__Task requirements__. Find every line in the listing below that contains the word "yellow" and copy each of those lines. Case counts.
+---+
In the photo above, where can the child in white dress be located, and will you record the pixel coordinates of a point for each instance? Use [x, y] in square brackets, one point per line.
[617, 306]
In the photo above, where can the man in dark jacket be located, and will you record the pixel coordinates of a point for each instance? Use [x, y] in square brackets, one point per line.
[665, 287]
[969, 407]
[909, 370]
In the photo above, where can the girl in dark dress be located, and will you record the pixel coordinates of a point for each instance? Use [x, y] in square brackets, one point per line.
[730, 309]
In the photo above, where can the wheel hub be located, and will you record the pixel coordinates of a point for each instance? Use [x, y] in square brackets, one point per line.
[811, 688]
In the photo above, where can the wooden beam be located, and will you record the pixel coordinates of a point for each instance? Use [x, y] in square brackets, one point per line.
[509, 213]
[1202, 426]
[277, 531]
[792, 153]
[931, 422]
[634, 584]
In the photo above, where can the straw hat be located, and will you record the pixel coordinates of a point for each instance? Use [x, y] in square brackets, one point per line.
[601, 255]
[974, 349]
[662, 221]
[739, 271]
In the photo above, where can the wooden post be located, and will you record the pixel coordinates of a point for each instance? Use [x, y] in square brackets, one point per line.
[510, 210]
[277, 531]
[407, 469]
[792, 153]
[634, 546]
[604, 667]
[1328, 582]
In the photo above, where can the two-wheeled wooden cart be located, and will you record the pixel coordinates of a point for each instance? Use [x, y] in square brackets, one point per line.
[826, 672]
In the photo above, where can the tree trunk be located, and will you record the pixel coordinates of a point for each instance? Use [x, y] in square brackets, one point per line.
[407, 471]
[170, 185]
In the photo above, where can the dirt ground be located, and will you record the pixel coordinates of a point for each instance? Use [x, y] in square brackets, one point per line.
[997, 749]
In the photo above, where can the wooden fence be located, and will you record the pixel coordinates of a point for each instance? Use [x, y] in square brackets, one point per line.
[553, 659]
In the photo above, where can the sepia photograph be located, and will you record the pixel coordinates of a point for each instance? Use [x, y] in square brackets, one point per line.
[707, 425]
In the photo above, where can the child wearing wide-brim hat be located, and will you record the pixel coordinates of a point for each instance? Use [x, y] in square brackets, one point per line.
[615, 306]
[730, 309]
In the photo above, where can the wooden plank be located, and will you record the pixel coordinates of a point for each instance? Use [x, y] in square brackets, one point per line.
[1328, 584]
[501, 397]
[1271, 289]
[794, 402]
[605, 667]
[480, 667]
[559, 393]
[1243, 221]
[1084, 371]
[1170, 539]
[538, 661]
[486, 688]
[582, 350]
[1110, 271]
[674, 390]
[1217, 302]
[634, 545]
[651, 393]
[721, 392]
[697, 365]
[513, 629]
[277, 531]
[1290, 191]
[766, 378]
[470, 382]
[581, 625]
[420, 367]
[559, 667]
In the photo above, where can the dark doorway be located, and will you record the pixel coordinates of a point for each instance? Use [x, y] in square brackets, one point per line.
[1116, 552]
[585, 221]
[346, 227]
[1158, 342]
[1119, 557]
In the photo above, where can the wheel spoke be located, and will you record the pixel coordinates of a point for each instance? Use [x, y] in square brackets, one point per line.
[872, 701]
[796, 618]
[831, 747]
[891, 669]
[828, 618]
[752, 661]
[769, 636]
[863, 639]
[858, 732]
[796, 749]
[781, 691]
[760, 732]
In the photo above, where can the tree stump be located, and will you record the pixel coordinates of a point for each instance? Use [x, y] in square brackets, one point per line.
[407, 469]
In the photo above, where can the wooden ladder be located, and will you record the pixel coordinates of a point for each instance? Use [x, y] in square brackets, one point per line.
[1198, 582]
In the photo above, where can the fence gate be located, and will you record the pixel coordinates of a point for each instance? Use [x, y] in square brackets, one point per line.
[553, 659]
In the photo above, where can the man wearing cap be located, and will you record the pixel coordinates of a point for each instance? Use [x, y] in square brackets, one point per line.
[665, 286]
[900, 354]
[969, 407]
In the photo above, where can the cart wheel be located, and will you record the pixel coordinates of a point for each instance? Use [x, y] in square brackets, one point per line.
+---+
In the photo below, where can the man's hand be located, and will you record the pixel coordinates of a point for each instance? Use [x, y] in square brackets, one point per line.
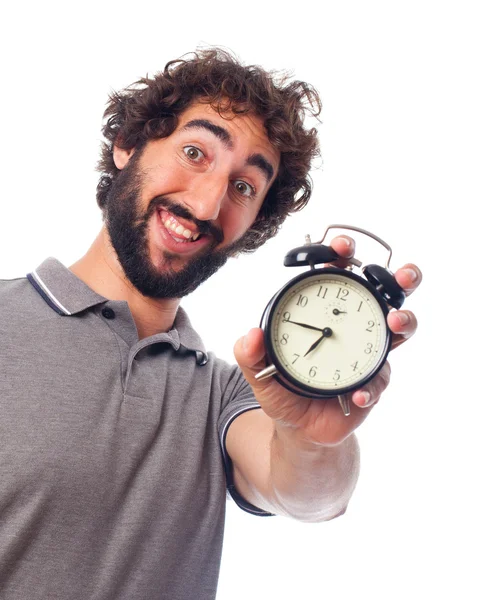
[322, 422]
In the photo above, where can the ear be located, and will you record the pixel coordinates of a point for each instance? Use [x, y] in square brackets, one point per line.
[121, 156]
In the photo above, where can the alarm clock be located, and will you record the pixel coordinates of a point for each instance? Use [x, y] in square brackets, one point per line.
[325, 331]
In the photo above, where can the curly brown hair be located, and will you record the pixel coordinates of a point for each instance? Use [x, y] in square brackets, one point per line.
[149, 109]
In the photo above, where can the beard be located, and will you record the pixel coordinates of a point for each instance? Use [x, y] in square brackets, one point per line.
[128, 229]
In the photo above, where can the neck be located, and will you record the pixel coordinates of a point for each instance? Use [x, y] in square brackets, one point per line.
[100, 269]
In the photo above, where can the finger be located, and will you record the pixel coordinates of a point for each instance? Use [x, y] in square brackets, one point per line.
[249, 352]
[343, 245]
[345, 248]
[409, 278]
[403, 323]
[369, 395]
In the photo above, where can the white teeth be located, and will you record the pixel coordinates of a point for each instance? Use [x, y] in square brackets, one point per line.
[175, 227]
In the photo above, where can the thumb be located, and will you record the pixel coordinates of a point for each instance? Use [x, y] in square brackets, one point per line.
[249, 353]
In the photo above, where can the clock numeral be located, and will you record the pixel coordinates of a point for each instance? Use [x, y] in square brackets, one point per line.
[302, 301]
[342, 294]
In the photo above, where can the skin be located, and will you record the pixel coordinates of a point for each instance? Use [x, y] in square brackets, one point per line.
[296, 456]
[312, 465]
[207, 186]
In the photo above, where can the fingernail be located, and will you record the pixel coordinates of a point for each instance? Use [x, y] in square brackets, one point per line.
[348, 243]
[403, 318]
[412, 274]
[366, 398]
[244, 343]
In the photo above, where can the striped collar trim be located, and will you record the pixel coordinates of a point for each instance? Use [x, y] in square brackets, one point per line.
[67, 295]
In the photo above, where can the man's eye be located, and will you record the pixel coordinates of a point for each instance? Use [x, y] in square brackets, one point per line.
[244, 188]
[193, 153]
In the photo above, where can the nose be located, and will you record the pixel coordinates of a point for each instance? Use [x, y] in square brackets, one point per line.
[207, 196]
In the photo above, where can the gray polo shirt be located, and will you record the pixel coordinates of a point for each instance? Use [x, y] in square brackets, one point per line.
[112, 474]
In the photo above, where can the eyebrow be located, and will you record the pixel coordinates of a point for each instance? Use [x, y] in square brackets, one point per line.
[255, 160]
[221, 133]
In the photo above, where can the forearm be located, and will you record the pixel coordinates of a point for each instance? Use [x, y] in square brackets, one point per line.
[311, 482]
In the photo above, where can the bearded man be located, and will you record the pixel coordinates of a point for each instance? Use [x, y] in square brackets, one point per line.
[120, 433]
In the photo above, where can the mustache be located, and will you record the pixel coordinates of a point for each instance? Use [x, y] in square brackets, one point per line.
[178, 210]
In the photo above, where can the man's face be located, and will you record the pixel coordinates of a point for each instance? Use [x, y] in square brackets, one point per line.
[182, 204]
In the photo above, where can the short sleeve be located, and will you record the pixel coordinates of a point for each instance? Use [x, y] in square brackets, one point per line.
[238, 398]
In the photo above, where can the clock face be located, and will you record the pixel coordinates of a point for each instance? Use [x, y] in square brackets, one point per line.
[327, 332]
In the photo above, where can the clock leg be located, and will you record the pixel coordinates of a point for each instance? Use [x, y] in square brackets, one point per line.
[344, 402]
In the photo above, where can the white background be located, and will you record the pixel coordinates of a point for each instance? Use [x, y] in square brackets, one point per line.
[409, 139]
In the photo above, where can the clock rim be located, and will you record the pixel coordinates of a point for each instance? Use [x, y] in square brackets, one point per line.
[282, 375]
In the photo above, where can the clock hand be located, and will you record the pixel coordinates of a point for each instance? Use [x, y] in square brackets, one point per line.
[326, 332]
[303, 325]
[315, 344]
+---+
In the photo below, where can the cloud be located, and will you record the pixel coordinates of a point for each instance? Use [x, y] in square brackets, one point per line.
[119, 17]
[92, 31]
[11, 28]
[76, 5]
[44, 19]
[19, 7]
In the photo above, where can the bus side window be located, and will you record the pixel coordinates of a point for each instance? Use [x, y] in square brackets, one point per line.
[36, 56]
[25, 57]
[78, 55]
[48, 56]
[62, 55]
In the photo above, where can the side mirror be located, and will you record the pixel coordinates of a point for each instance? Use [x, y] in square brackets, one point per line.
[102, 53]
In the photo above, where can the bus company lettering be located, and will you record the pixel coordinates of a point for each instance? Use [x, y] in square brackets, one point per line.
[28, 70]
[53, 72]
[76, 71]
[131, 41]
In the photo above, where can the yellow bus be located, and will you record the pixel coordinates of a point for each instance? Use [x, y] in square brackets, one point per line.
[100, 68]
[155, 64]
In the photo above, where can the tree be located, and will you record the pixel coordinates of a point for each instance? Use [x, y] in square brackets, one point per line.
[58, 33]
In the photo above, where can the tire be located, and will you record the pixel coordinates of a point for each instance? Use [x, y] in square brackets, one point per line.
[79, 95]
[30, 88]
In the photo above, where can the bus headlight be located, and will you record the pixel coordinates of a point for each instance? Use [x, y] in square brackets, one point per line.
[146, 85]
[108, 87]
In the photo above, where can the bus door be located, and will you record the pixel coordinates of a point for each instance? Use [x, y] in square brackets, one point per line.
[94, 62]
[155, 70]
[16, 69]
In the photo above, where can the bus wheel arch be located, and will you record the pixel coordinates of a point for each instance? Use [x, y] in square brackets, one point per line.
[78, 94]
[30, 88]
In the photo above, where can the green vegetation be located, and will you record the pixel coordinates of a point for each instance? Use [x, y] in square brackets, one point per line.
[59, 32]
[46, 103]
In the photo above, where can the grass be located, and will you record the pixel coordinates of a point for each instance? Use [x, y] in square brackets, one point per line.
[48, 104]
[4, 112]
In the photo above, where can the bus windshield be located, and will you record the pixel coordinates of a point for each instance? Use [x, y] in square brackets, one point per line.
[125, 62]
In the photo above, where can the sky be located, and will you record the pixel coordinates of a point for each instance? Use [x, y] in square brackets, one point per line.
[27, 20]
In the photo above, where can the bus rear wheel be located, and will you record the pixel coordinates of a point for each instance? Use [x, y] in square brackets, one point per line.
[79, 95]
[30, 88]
+---+
__Answer below__.
In the photo above, where can the yellow bus be located, and will you record the pixel coordinates of a point for each instance? Use [x, y] in square brackets, one point per line.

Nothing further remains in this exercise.